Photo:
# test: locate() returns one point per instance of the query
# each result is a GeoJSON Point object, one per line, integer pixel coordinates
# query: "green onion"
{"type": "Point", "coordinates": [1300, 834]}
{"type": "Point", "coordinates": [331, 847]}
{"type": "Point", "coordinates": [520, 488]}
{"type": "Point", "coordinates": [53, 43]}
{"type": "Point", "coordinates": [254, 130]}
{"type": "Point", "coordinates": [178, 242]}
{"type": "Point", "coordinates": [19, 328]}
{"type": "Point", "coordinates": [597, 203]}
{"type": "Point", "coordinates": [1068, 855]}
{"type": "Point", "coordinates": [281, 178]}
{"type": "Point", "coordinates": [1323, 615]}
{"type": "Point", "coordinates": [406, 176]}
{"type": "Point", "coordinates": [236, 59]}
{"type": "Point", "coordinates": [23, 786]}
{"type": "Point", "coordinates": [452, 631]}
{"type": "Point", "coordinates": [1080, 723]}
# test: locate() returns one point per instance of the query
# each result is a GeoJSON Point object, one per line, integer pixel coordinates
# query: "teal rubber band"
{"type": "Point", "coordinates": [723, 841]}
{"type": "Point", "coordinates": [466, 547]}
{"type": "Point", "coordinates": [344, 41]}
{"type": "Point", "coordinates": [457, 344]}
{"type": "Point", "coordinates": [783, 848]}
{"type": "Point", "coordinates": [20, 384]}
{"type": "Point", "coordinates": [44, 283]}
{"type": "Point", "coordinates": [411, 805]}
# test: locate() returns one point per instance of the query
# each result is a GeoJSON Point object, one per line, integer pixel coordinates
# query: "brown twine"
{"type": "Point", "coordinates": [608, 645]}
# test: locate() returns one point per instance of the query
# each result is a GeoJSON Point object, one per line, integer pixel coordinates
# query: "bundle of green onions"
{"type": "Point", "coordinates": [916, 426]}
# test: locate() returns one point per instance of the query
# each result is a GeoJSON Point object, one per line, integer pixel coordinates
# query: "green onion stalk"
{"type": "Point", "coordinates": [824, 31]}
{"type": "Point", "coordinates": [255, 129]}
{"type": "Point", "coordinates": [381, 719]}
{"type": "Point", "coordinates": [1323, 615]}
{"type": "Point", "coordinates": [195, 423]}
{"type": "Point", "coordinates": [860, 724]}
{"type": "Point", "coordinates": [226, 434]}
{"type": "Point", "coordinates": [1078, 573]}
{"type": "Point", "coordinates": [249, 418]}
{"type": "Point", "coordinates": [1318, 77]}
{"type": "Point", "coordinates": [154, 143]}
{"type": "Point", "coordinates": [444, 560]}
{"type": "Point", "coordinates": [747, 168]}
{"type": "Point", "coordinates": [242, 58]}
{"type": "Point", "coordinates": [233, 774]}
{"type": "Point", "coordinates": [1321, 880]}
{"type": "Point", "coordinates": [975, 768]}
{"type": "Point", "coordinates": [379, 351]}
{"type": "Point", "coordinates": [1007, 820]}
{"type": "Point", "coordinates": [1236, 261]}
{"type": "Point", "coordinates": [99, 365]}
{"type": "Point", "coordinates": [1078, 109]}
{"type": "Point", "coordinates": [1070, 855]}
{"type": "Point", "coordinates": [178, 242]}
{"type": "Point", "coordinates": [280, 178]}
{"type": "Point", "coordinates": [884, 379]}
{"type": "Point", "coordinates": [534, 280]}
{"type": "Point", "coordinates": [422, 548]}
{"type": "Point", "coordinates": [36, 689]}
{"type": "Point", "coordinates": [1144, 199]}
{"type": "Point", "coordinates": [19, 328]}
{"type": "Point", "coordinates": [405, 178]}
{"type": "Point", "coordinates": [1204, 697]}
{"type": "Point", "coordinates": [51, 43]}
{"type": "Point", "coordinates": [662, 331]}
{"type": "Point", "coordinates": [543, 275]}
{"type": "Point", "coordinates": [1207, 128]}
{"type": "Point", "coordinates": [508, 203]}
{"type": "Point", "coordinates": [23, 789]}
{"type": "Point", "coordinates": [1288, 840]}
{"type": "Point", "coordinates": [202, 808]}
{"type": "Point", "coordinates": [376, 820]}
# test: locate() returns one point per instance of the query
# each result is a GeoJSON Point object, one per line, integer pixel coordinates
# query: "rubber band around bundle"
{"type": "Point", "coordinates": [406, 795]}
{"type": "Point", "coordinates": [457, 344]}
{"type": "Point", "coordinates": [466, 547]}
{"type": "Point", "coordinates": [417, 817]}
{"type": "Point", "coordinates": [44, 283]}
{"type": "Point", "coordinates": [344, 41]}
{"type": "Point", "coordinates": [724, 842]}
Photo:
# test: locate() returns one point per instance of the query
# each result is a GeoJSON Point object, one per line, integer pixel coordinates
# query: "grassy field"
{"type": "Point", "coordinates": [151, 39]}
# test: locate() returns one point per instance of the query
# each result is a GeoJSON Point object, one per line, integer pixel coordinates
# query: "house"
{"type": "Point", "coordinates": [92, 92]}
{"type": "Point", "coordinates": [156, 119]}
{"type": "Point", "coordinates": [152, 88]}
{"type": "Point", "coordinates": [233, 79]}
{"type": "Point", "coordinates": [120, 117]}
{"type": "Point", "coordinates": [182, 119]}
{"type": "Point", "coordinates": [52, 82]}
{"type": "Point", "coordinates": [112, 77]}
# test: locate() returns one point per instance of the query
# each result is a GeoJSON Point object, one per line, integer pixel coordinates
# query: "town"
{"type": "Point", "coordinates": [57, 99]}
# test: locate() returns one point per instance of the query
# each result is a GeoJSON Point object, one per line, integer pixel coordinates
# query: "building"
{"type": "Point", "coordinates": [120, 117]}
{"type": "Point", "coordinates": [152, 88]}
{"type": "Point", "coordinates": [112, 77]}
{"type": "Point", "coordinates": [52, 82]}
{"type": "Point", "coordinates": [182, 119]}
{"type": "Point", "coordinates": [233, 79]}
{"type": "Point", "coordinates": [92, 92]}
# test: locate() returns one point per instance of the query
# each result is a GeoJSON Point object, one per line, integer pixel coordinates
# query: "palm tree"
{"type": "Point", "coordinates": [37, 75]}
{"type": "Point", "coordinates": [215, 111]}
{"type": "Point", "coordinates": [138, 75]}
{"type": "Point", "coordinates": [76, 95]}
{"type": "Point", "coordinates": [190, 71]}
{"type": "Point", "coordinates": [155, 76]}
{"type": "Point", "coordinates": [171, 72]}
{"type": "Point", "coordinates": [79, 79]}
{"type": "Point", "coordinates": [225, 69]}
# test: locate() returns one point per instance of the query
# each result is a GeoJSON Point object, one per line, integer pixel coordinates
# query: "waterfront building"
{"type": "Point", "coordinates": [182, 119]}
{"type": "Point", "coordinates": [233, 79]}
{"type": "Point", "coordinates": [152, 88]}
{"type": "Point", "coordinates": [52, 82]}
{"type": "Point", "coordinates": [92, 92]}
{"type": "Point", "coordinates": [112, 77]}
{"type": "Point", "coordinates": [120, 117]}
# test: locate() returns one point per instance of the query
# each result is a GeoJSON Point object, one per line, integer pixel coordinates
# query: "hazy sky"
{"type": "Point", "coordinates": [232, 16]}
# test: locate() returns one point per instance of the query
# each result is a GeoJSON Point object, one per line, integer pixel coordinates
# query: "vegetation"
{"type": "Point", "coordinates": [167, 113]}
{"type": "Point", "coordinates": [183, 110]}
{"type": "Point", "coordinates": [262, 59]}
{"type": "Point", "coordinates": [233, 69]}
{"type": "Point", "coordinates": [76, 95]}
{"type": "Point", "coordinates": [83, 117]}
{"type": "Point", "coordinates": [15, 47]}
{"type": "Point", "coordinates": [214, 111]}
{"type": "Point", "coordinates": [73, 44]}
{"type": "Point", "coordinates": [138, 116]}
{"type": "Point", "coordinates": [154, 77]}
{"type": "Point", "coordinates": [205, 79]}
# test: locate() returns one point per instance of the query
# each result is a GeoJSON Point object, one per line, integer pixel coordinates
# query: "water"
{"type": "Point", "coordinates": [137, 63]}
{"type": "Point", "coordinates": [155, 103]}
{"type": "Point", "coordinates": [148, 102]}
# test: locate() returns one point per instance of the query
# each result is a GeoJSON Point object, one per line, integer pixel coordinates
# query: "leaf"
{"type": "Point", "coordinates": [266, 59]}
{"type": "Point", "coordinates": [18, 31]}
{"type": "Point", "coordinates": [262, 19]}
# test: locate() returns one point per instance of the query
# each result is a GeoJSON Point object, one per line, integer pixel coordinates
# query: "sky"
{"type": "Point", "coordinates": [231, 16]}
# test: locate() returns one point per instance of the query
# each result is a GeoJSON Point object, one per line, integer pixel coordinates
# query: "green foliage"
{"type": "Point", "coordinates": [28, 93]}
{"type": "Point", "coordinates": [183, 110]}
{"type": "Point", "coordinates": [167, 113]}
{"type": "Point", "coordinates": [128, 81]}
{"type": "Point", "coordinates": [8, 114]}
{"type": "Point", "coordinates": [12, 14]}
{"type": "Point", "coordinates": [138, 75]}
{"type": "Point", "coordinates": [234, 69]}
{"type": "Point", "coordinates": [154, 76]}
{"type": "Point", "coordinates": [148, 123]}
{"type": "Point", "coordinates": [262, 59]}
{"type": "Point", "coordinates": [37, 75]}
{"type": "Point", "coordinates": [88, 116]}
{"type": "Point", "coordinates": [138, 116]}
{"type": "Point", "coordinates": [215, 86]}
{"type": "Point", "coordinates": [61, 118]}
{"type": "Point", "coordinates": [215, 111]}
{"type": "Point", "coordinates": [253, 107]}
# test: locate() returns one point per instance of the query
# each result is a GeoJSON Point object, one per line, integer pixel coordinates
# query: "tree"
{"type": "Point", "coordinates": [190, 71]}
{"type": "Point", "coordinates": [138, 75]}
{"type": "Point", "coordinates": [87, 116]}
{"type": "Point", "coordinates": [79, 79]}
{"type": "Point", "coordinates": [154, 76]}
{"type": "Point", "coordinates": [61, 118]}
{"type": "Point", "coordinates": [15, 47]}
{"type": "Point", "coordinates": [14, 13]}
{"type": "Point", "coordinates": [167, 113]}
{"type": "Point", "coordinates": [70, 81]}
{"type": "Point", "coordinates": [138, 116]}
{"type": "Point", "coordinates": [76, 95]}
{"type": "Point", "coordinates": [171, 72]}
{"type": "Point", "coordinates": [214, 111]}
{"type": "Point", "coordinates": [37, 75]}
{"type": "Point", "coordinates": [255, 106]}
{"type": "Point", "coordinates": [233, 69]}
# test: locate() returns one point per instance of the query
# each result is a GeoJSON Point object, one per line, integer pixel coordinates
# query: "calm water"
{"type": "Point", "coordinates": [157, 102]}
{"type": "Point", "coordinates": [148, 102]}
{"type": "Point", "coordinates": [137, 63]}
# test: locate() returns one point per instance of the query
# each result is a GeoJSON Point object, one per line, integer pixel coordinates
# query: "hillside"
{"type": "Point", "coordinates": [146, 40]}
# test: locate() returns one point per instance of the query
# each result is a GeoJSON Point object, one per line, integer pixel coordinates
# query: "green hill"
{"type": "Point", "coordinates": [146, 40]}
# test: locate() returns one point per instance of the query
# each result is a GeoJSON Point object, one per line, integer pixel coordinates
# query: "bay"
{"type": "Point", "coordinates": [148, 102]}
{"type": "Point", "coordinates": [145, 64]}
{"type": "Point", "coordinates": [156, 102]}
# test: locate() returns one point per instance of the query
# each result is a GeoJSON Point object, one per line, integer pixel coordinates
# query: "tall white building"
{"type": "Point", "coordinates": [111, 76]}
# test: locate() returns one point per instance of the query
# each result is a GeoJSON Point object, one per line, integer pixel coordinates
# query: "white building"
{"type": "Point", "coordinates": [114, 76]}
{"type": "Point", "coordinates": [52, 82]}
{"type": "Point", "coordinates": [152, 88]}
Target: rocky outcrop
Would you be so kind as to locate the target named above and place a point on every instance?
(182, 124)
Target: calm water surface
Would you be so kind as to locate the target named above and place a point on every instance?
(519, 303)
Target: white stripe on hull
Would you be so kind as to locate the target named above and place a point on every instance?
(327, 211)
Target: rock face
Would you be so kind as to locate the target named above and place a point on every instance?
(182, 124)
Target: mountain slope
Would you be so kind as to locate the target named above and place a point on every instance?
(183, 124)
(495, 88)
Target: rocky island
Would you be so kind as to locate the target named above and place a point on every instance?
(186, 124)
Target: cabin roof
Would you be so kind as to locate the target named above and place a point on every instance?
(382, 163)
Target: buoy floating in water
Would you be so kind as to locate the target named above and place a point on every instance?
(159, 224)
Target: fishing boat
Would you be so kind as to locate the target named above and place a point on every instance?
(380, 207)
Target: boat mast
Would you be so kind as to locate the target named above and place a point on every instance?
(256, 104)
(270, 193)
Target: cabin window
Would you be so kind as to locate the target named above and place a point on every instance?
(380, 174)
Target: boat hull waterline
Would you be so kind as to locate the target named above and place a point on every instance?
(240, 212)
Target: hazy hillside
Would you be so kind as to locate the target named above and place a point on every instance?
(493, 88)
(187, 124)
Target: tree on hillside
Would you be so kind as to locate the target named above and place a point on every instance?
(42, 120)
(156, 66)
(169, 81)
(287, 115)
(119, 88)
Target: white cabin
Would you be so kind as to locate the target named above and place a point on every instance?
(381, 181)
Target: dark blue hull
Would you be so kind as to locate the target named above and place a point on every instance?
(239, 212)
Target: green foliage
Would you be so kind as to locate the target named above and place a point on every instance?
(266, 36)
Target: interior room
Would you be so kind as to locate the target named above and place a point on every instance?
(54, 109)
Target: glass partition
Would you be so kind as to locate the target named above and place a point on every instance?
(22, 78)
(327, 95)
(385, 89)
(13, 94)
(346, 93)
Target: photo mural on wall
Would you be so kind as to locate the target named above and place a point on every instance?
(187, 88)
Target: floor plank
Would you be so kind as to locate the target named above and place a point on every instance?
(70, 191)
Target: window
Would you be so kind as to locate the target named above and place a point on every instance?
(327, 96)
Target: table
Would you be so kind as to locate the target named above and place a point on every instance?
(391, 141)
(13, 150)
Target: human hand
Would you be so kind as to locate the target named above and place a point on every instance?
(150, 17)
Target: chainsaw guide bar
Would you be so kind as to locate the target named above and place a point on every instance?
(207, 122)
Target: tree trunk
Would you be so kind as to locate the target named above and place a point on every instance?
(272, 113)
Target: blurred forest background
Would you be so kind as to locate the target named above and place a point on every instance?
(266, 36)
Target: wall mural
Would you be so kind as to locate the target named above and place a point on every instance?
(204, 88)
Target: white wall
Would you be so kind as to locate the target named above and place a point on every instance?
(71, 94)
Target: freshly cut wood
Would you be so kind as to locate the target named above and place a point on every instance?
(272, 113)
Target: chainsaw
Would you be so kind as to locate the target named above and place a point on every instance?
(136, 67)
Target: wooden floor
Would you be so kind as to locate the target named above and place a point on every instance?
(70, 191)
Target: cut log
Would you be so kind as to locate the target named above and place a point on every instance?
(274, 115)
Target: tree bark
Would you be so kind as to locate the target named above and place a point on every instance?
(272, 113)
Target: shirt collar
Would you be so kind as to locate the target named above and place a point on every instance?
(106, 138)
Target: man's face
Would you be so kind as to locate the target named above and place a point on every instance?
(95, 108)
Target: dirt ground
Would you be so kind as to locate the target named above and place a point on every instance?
-------------------------
- _What you are asked to do_
All that belongs in your answer is the stretch of entries above from the line with "Target: blurred forest background" through the line with "Target: white wall", printed exactly.

- _Task answer_
Target: blurred forest background
Would you be so kind as to locate the target named above and place a point on every instance?
(266, 36)
Target: wall mural
Would you be so kind as to locate the target named above and place a point on every instance?
(204, 88)
Target: white wall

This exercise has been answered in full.